═══ Cuplikan Materi
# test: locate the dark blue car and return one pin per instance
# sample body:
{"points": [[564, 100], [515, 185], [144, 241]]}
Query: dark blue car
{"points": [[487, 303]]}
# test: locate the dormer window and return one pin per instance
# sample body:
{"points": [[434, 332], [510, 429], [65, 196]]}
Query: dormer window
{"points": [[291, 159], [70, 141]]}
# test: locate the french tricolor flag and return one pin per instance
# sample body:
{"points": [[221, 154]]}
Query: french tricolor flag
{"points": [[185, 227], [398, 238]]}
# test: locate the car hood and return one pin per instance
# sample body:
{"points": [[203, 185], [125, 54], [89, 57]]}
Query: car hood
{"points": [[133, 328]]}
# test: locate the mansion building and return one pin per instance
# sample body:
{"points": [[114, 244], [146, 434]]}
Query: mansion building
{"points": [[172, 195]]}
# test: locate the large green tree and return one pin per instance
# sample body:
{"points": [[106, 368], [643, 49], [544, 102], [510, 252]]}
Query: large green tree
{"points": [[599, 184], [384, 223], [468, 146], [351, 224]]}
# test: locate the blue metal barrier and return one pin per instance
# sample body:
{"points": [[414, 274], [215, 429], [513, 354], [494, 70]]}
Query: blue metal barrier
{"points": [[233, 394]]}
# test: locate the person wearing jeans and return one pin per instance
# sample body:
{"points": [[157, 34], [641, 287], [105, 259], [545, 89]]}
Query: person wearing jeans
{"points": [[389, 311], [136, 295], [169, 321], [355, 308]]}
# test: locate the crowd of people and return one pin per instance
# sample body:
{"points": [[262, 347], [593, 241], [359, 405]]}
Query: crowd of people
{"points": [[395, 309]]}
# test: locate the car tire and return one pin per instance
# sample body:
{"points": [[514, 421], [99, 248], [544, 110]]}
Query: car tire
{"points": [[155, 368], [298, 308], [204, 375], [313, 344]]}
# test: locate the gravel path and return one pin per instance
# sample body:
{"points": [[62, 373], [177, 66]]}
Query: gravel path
══════
Rincian Soal. Tulis ulang seluruh materi di atas dengan mengganti "pin" menjadi "marker". Bagian lainnya tetap sama.

Hasil Latihan.
# test: locate the dark blue car and return one marker per instance
# sample body:
{"points": [[564, 100], [515, 185], [144, 241]]}
Query: dark blue car
{"points": [[487, 303]]}
# test: locate the dormer window and return one marker per instance
# sample body:
{"points": [[434, 332], [510, 429], [65, 196]]}
Query: dormer window
{"points": [[291, 159], [70, 141]]}
# test: locate the french tricolor flag and return one marker per instance
# sample body:
{"points": [[221, 154]]}
Query: french tricolor flag
{"points": [[185, 227], [398, 238]]}
# test: locate the car hood and return one marker per instance
# sample body:
{"points": [[203, 185], [125, 54], [89, 57]]}
Query: car hood
{"points": [[133, 328]]}
# test: locate the mansion building and return one marker per instance
# sample body:
{"points": [[114, 244], [146, 434]]}
Query: mansion building
{"points": [[172, 195]]}
# test: locate the large green tree and return one marker per instance
# sample body:
{"points": [[106, 368], [643, 49], [544, 102], [510, 252]]}
Query: large green tree
{"points": [[599, 184], [384, 223], [468, 146], [351, 224]]}
# test: locate the blue metal barrier and return one marker per instance
# sample body:
{"points": [[414, 274], [215, 429], [513, 354], [494, 70]]}
Query: blue metal barrier
{"points": [[233, 394]]}
# test: locate the person wearing jeans and return one marker per instance
# sample body:
{"points": [[157, 34], [641, 287], [105, 259], [545, 89]]}
Query: person wearing jeans
{"points": [[389, 311], [136, 295], [169, 321], [355, 308]]}
# test: locate the crowd of people and return one marker per instance
# sample body:
{"points": [[262, 347], [593, 241], [359, 405]]}
Query: crowd of people
{"points": [[395, 309]]}
# test: locate the car tire and return one marker per instance
# sample body:
{"points": [[514, 421], [99, 248], [544, 110]]}
Query: car tire
{"points": [[155, 368], [298, 308], [204, 375], [313, 344]]}
# test: locate the gravel path and return one marker per instance
# sample body:
{"points": [[62, 373], [177, 66]]}
Query: gravel path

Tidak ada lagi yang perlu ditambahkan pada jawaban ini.